Görev amacı -
Sayfaya göre Erdoğan 15 Temmuz sonrasında hangi sistemi getirdi?

ANALİZ – 15 Temmuz’un ardından AKP’li Cumhurbaşkanı Tayyip Erdoğan’ın kurduğu tek adam rejiminin ülkeye maliyeti giderek artıyor. Hesap vermediği ve sorgulanamadığı için kendisine yakın iş adamlarına istediği ihaleyi istediği fiyattan verdiren Erdoğan, devletin kasasını ise sıfırladı. Kamuya ait değerli kurumları ve arazileri satan Erdoğan rejiminin 15 Temmuz sonrasında halkın sırtına yüklediği faturanın boyutları ise yıllar sonra ortaya çıkacak.
15 TEMMUZ’LA TEK ADAM REJİMİ KURDU
17-25 Aralık’ta suç üstü yakalanan Erdoğan, eski düşmanı Ergenekon’la anlaşarak kendilerine engel olarak gördüğü Gülen Hareketi ve Türk Silahlı Kuvvetlerini 15 Temmuz bahanesiyle pasifize etmeyi başardı. Erdoğan 15 Temmuz sonrasında başkanlık sistemini getirerek tek yetkili olduğu sistemini kurdu.

Veri satırları -
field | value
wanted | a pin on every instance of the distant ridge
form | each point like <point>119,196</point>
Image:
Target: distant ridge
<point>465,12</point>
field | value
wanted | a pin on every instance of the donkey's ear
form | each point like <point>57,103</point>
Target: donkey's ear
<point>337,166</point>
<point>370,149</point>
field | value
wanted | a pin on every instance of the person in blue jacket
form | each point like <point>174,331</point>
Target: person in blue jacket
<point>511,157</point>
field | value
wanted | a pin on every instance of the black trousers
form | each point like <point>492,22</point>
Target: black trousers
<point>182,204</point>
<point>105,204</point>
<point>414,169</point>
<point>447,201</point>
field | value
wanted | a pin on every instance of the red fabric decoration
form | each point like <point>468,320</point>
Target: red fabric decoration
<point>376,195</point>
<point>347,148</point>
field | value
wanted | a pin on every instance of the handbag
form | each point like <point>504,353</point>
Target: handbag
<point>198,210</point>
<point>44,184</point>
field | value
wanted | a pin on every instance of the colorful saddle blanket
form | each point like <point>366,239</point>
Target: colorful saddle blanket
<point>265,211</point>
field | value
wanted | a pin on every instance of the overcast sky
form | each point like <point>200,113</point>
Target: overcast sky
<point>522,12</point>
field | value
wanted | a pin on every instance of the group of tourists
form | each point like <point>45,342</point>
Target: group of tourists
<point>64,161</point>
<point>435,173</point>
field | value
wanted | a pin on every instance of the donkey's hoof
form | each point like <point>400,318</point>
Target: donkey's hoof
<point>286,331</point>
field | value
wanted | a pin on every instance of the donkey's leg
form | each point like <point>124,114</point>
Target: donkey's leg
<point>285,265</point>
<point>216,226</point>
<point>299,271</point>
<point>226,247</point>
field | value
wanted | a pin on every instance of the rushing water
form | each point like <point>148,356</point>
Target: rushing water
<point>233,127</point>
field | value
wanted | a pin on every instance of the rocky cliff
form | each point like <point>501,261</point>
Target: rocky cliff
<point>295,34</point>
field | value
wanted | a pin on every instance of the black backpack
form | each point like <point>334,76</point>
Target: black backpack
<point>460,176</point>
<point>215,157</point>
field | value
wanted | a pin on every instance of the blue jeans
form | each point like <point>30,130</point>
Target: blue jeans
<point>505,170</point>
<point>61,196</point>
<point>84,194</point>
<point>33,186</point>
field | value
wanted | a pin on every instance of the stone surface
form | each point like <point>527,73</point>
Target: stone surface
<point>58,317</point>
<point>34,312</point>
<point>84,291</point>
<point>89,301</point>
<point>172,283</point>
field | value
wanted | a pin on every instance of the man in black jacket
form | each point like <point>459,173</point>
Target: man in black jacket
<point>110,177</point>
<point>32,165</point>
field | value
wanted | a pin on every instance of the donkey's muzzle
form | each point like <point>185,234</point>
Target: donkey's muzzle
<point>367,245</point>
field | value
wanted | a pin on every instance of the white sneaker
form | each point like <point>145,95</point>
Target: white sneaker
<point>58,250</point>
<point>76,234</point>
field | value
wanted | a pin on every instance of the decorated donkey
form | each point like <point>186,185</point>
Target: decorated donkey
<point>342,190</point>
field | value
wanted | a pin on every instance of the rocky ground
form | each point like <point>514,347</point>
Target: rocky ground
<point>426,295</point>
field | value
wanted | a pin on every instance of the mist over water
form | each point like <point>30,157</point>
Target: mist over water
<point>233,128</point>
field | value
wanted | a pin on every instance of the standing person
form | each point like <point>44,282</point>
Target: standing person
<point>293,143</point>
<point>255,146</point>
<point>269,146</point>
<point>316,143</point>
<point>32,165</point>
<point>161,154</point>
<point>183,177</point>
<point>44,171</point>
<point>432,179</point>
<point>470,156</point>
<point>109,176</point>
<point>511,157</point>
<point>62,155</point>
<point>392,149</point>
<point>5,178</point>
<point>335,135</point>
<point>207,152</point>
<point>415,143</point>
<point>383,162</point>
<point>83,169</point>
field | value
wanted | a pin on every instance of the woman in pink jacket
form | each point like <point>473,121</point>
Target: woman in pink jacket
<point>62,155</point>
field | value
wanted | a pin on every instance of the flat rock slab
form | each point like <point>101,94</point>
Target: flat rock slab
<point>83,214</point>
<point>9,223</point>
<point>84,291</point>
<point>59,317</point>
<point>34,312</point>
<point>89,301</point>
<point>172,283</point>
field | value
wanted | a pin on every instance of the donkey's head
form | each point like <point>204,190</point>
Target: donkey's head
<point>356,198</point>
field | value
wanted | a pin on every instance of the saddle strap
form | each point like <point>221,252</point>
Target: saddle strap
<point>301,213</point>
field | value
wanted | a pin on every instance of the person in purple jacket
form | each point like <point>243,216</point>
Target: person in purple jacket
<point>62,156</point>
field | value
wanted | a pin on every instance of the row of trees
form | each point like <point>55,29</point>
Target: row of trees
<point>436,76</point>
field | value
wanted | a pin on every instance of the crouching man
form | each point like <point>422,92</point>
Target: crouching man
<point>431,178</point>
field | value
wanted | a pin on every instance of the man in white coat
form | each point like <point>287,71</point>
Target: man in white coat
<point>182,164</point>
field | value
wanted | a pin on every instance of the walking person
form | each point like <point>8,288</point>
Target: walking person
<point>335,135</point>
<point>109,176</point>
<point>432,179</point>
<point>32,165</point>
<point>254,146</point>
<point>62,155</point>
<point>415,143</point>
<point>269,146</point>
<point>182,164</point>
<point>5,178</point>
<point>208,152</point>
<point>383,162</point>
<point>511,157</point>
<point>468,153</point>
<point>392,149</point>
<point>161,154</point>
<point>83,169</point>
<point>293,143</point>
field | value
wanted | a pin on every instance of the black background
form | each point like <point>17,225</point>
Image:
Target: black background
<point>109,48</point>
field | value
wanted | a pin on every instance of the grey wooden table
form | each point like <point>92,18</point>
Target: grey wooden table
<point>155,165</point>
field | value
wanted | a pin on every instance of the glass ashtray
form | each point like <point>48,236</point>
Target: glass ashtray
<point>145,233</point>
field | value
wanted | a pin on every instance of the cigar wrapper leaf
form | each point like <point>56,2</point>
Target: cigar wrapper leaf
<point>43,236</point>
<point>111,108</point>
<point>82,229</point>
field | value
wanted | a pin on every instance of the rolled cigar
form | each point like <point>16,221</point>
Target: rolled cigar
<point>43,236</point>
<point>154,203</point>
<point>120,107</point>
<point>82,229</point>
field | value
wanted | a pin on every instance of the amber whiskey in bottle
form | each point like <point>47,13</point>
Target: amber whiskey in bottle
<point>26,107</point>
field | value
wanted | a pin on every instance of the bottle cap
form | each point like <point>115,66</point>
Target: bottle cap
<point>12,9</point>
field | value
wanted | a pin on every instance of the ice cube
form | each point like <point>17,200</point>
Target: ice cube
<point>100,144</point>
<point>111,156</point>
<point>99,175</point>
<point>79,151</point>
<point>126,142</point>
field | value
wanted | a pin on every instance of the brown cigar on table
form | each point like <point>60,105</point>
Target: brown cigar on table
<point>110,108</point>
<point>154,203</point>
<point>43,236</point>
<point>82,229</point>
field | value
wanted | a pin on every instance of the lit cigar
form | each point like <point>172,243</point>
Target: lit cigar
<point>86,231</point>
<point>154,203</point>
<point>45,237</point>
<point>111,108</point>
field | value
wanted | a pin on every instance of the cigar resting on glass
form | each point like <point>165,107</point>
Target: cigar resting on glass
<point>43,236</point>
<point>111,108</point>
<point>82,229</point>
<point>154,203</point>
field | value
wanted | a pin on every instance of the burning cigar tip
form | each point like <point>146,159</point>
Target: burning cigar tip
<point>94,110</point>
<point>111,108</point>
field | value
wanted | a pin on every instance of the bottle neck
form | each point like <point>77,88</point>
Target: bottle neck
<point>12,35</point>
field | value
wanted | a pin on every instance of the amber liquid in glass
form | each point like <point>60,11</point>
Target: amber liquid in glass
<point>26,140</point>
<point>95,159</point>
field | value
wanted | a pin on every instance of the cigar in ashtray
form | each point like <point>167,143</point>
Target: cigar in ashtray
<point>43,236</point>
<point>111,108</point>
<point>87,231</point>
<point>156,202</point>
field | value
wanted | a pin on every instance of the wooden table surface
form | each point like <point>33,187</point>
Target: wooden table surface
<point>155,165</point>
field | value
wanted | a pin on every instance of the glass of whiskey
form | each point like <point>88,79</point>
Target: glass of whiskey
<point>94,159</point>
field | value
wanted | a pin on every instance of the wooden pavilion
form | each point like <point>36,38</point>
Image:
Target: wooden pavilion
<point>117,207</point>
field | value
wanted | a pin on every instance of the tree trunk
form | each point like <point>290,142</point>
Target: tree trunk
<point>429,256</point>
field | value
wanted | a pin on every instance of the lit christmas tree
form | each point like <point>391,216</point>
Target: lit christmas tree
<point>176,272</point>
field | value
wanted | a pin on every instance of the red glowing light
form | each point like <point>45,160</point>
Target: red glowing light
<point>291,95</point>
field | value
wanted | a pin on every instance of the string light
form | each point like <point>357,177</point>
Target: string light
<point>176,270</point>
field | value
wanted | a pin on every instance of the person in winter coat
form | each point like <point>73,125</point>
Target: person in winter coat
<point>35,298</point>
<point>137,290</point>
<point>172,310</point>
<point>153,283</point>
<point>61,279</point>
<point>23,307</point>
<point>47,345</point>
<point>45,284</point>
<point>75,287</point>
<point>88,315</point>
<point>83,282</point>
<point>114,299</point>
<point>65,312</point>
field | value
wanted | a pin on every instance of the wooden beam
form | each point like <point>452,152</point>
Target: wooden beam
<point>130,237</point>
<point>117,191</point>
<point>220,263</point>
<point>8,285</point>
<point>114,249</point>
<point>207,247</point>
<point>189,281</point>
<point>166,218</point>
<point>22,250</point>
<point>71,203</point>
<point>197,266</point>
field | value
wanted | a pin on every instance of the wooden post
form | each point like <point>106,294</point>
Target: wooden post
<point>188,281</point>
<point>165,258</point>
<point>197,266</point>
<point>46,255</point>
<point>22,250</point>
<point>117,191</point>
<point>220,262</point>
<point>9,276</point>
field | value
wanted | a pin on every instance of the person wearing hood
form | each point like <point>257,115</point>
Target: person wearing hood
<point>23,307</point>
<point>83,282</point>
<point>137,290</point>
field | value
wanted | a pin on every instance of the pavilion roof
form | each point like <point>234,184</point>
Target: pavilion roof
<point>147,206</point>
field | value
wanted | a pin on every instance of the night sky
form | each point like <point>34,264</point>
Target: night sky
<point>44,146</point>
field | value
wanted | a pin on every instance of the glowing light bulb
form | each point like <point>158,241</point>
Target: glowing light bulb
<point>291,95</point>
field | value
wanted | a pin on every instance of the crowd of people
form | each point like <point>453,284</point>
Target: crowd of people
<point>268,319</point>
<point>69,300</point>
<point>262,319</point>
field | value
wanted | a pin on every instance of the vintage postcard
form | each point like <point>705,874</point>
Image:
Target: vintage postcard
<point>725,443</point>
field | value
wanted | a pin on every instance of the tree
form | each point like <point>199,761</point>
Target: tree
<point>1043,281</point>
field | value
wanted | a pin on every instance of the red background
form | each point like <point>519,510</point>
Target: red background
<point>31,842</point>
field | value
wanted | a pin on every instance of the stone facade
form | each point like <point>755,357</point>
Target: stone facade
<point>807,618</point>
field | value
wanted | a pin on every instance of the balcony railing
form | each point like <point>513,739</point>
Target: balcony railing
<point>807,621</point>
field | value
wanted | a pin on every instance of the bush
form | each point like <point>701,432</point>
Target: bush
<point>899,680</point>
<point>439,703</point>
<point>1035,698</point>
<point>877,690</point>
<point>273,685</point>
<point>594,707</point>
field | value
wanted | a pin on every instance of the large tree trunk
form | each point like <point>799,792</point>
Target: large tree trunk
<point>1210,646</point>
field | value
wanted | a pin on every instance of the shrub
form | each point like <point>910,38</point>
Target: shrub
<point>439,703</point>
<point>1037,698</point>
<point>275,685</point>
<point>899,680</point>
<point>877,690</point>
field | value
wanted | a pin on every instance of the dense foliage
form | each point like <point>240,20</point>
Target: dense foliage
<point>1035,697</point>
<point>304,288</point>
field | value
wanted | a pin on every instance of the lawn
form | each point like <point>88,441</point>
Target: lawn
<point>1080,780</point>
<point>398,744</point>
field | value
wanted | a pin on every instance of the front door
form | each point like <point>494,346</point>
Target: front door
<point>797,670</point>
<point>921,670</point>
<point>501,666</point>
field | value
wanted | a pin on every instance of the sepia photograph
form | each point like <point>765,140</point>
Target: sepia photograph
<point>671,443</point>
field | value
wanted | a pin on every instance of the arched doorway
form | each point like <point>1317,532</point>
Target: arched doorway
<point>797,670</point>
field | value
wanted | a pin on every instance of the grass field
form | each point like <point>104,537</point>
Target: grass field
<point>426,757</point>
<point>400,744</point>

Göreve yanıt -
Sayfaya göre Erdoğan, 15 Temmuz sonrasında başkanlık sistemini getirdi.